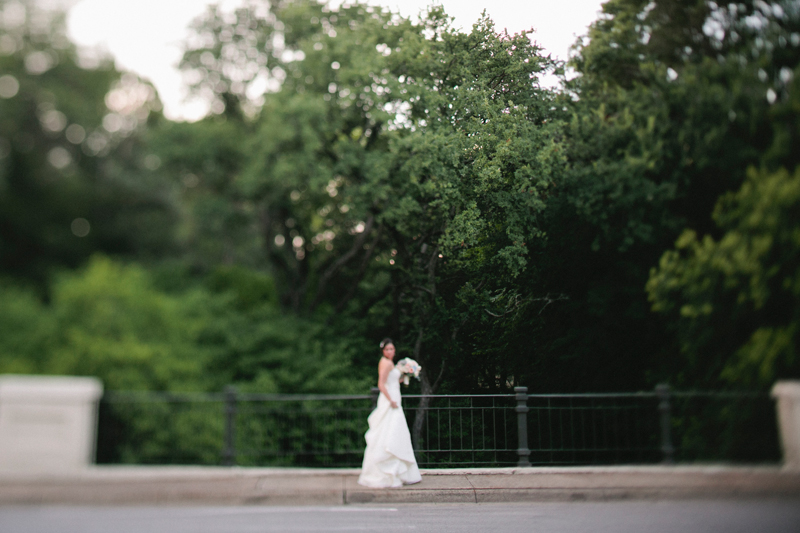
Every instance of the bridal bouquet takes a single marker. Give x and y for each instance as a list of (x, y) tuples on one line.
[(408, 367)]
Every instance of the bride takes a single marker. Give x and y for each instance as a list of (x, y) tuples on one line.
[(389, 458)]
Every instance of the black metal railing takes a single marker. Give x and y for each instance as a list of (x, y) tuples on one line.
[(233, 428)]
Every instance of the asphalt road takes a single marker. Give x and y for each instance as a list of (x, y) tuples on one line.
[(723, 516)]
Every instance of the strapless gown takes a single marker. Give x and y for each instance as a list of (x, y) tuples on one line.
[(389, 458)]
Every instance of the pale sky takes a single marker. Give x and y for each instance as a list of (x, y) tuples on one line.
[(145, 36)]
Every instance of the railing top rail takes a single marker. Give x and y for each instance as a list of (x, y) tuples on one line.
[(721, 394), (201, 397)]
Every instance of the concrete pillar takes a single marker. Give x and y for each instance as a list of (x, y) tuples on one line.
[(48, 424), (787, 396)]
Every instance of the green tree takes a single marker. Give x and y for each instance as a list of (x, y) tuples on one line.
[(74, 176), (735, 300)]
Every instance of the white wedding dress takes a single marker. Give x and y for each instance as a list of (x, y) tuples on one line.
[(389, 458)]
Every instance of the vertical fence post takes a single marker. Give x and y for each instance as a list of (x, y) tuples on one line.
[(664, 408), (229, 453), (374, 392), (522, 426)]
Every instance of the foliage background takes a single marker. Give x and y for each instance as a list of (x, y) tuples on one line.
[(636, 225)]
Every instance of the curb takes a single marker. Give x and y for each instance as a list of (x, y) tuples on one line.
[(121, 485)]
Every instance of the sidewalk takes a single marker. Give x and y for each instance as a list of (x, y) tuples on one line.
[(174, 485)]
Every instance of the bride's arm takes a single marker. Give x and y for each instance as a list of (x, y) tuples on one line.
[(384, 367)]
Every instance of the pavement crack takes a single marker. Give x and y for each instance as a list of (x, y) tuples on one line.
[(474, 490)]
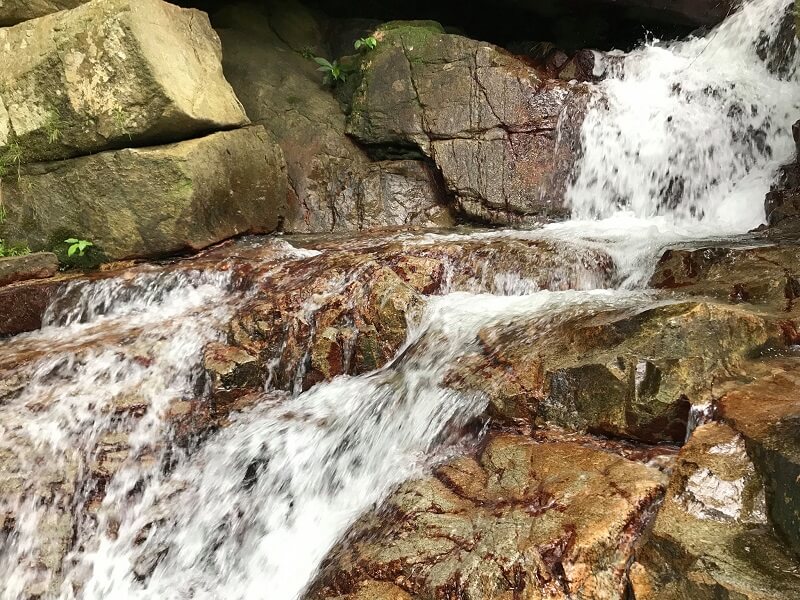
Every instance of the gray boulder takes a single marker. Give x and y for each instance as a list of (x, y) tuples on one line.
[(485, 118), (334, 185), (152, 201), (109, 74)]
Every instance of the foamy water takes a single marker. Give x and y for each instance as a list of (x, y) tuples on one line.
[(681, 145)]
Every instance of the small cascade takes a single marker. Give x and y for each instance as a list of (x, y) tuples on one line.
[(100, 499), (281, 484)]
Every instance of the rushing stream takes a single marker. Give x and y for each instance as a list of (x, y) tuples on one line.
[(682, 144)]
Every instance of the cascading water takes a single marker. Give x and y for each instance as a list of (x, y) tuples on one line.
[(695, 130), (684, 138)]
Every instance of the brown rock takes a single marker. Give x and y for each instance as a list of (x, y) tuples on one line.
[(485, 118), (347, 311), (762, 276), (613, 373), (534, 520), (40, 265), (710, 539), (767, 413)]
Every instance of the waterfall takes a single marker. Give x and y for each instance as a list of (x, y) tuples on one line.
[(694, 131), (682, 141)]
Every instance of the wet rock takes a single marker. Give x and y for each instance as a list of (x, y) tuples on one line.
[(152, 201), (39, 265), (230, 368), (327, 325), (110, 73), (615, 373), (710, 539), (524, 519), (767, 414), (347, 310), (757, 275), (484, 117), (23, 304), (334, 186)]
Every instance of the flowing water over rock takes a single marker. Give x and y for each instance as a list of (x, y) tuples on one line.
[(124, 475)]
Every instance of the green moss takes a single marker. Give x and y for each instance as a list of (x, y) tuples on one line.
[(429, 26), (10, 159)]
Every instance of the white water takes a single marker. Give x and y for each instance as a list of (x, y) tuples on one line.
[(252, 511), (692, 132)]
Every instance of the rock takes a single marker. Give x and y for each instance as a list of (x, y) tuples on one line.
[(483, 116), (334, 186), (767, 414), (554, 520), (613, 373), (763, 276), (23, 304), (710, 539), (152, 201), (39, 265), (97, 77), (15, 11), (347, 310)]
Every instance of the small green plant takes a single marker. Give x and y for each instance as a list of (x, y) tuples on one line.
[(7, 250), (52, 126), (120, 121), (77, 246), (367, 43), (333, 70)]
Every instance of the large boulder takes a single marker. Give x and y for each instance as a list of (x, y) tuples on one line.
[(755, 275), (334, 186), (151, 201), (107, 74), (767, 414), (613, 372), (14, 11), (39, 265), (486, 119), (711, 539), (553, 520), (347, 310)]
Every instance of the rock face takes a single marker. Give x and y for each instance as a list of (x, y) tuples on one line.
[(485, 118), (512, 523), (763, 276), (14, 11), (767, 414), (96, 77), (347, 311), (634, 376), (711, 538), (152, 201), (334, 186)]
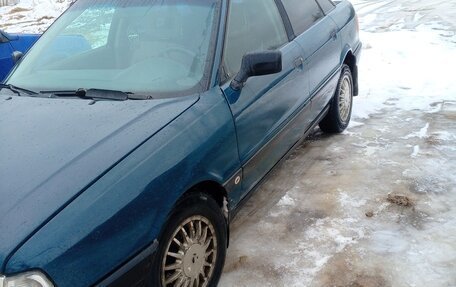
★ ★ ★ ★
### EXERCISE PROMPT
Format the listing above as a numbered list, one line per item, with blank lines left out and the pictures omitted.

### THE ANSWER
1. Every instance of the bridal bouquet takes a single marker. Give x and y for each instance as a list of (x, y) tuples on one line.
2. [(408, 367)]
3. Every instance of the bride takes a single marker. Give x and y for each instance as a list of (x, y) tuples on one line.
4. [(389, 458)]
5. Every instance of the black metal railing takes a single marker. Give x and y for each instance as a list of (x, y) tuples on one line.
6. [(233, 428)]
7. Every instance of the asphalt road takes a single marker. Give x and y for each instance as a list of (x, y) tuples on one line.
8. [(723, 516)]
9. Every instance of the strapless gown takes a single marker. Give x and y for each instance as a list of (x, y) tuples on one line.
10. [(389, 458)]
11. Every instance of the pale sky takes a single marker. Give x and y for each instance as a list of (x, y) tuples on one line.
12. [(145, 36)]
13. Every instance of the railing top rail takes a single marker. Give x and y for each instance as a list of (x, y) tuples on one line.
14. [(721, 394), (201, 397)]
15. Every instance of the concrete pillar takes a single marker. Give x and y for each instance as a list of (x, y) tuples on one line.
16. [(48, 424), (787, 396)]
17. Every instance of the green tree takes a single marker. Give x and y for each instance as a list of (x, y) tuples on one line.
18. [(74, 176), (735, 300)]
19. Every instance of the white wedding dress takes a single marker. Give x and y for each instance as a list of (x, y) tuples on one line.
20. [(389, 458)]
21. Every instance of the vertical fence post takes a single marker. Give x and y for each instance as a list of (x, y) tuples on one line.
22. [(664, 408), (229, 453), (374, 392), (522, 426)]
23. Every instance of the foliage background takes a single marker. Give x and y for each instance as a list of (x, y) tuples on one line.
24. [(636, 225)]
25. Every instance of the curb takes a single marker. Give x and y for each instance as a list of (x, y) tuples on one line.
26. [(121, 485)]
27. Every instance of the sidewalk takes a single marker. Give x and y for each instance as a list of (x, y) tuples on one line.
28. [(174, 485)]
29. Every instance of the bride's arm takes a single marker. Give x and y for each instance as a list of (x, y) tuples on one line.
30. [(384, 367)]
31. Every instance of the pavement crack takes a single marker. Give x and y for each instance as a list of (x, y) tuples on one line.
32. [(474, 490)]
33. Every instance of the gray boulder takes a single marker. Give x and y for each instance as a list of (x, y) tuples on one line.
34. [(485, 118), (334, 185), (152, 201), (109, 74)]
35. Every instance of the foamy water takes a single marker. Give x and y for each instance as a list of (x, y) tuples on one line.
36. [(681, 145)]
37. Every instance of the small cascade takes a single marker. Give x and y for each instance as a list of (x, y) tuples on one line.
38. [(100, 499), (281, 484)]
39. Every instance of the rushing stream takes a single marker. Give x and y for each instance as a list of (x, y) tuples on one line.
40. [(682, 144)]
41. Every instance of the cascading water takes a single marker. Give x and y for each instance as a list of (x, y) tuples on one line.
42. [(695, 130), (684, 138)]
43. Every instance of the brown rock takes a single marker. Give x and y for each instance as a list of (x, y) tuples on one line.
44. [(485, 118), (347, 311), (762, 276), (613, 373), (534, 520), (40, 265), (710, 539), (767, 413)]
45. Every instance of the waterfall takes a single marker. Give x and y for each instance as a list of (x, y) tuples on one line.
46. [(694, 131), (682, 141)]
47. Every instance of the wet rock takes a single marker. Give x and y for each instance as a list of (x, y) tuples on one line.
48. [(152, 201), (39, 265), (230, 368), (327, 325), (110, 73), (615, 373), (710, 539), (524, 519), (767, 414), (347, 310), (757, 275), (484, 117), (23, 304), (334, 186)]
49. Every instance of the flowing water over rock takes a single marker. Give x and y for each instance as a list of (x, y) tuples on one line.
50. [(124, 475)]
51. Every instance of the green moss takes a single marker. Give x and y for each instance as a list of (x, y) tuples on one line.
52. [(429, 26), (10, 159)]
53. Every instance of the white water takes a single marker. Give x and y for each instance as a list of (x, y) tuples on one line.
54. [(252, 511), (692, 132)]
55. Every instance of the rock takes a single marker. Give x and y for each instance as a list of (x, y) tuples on one line.
56. [(483, 116), (334, 186), (767, 414), (554, 520), (613, 373), (763, 276), (23, 304), (710, 539), (152, 201), (39, 265), (97, 77), (15, 11), (347, 310)]
57. Every instance of the small green plant takes a single marker. Give x and y for each instance as a list of (x, y) tuples on one line.
58. [(7, 250), (52, 126), (120, 121), (77, 246), (367, 43), (333, 70)]
59. Every instance of the large boulder takes a single marker. Give x and y for each instance as a list of (x, y) tuples on one line.
60. [(755, 275), (334, 186), (151, 201), (107, 74), (767, 414), (613, 372), (14, 11), (39, 265), (486, 119), (711, 539), (553, 520), (347, 310)]
61. Every instance of the rock face takes a single marker. Give x and y for each instance as a list of (x, y) tuples on one line.
62. [(485, 118), (512, 523), (763, 276), (14, 11), (767, 414), (96, 77), (347, 311), (634, 376), (711, 538), (152, 201), (334, 186)]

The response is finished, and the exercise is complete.